__SOURCE DOCUMENT__.

"""

How to match ZWSP (Zero-width space) encoded as UTF8

I'm having some trouble matching/replacing the ZWSP unicode encoded as UTF8

ZWSP: \x20\x0B
ZWSP (UTF8): \xE2\x80\x8B

As an extra test case I have used NBSP (Non-breaking space) which works as expected

All preg_replace are in UTF8 mode /u

When matching NBSP it works as expected. The input is encoded as UTF8 and the output is empty (NBSP unicode replaced with an empty string)
When matching ZWSP it only works if the ZWSP input is not UTF8 encoded.
If you change the ZWSP pattern to the UTF8 encoded version and keep input as UTF8 it doesn't work either

Q: Then how to match ZWSP in UTF8 ?

... or is this a bug?

code

$nbsp       = '\xA0'; // Non-breaking space
$zwsp       = '\x20\x0B'; // Zero-width space
$zwsp_utf8  = '\xE2\x80\x8B';

$input_nbsp_utf8    = "\xC2\xA0";
$input_zwsp         = "\x20\x0B";
$input_zwsp_utf8    = "\xE2\x80\x8B";

// NBSP
echo "NBSP\n-----\n";
echo "in: $input_nbsp_utf8--\nhex: ".bin2hex($input_nbsp_utf8)."\n";
$output = preg_replace('/'.$nbsp.'/u', '', $input_nbsp_utf8);
echo "out: $output--\nhex: ".bin2hex($output)."\n\n";

// ZWSP (input: **not** UTF8)

"""

__TASK TO CARRY OUT__. Say whether each statement agrees with the post about matching the zero-width space, answering yes or no and quoting the post's deciding words: (a) The NBSP test case works as expected. (b) The preg_replace calls run without UTF8 mode. (c) Matching ZWSP works when the ZWSP input is UTF8 encoded.

__LISTED RECORDS__.
"""

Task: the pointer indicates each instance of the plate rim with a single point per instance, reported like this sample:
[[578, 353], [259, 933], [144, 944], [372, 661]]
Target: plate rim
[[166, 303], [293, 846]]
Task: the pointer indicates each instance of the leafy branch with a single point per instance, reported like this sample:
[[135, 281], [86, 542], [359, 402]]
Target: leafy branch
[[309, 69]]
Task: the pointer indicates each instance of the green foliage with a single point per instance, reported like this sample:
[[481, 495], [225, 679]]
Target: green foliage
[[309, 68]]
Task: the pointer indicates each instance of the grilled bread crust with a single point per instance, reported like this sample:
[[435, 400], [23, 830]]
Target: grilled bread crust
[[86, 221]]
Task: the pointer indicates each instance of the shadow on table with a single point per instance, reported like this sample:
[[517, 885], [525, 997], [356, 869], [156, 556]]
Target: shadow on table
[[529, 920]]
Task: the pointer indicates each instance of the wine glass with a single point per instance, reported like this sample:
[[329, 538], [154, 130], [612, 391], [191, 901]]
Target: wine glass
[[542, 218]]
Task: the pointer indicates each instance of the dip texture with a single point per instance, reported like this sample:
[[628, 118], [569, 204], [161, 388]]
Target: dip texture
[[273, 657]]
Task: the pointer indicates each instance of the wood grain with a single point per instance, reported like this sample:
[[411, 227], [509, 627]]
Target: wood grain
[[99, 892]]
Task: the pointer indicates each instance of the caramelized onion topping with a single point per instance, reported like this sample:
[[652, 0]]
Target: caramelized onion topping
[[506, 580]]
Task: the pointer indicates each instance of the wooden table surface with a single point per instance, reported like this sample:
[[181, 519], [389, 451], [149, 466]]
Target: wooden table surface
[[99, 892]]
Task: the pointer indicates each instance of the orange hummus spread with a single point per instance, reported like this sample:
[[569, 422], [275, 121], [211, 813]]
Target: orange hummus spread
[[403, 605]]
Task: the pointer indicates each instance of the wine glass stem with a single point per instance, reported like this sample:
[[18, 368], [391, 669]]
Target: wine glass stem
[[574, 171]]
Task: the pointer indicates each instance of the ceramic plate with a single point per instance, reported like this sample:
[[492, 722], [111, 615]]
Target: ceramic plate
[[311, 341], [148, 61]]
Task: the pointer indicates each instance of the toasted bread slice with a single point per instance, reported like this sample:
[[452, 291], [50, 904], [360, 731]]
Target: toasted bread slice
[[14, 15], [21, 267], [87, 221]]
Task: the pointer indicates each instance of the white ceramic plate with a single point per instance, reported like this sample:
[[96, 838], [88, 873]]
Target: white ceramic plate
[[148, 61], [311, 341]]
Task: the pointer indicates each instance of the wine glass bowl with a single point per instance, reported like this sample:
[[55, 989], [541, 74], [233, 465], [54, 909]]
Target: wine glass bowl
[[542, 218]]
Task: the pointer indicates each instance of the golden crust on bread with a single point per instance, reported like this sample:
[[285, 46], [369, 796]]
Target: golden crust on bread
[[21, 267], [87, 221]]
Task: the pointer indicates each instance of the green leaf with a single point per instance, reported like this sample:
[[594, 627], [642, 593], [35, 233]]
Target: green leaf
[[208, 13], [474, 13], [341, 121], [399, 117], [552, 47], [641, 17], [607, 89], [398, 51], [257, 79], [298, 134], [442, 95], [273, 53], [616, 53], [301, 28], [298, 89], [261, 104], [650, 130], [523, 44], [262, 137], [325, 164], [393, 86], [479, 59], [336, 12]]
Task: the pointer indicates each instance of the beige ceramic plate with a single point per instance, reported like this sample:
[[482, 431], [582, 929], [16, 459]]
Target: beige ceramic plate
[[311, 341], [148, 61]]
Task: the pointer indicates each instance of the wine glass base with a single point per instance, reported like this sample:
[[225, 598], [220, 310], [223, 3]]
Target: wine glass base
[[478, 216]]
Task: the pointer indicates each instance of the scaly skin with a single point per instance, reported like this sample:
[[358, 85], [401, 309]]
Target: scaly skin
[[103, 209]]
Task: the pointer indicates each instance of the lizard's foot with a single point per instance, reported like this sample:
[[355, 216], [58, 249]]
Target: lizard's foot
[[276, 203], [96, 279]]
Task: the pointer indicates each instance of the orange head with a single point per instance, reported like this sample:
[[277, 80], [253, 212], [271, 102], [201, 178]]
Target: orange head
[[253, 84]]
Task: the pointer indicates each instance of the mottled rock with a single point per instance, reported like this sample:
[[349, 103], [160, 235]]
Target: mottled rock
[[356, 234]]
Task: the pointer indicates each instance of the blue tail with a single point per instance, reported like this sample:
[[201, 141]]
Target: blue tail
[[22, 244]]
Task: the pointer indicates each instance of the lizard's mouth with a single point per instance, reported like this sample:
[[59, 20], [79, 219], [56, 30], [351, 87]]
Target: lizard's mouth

"""

__ANSWER TO THIS PROBLEM__.
(a) Yes: "As an extra test case I have used NBSP (Non-breaking space) which works as expected"
(b) No: "All preg_replace are in UTF8 mode /u"
(c) No: "When matching ZWSP it only works if the ZWSP input is not UTF8 encoded."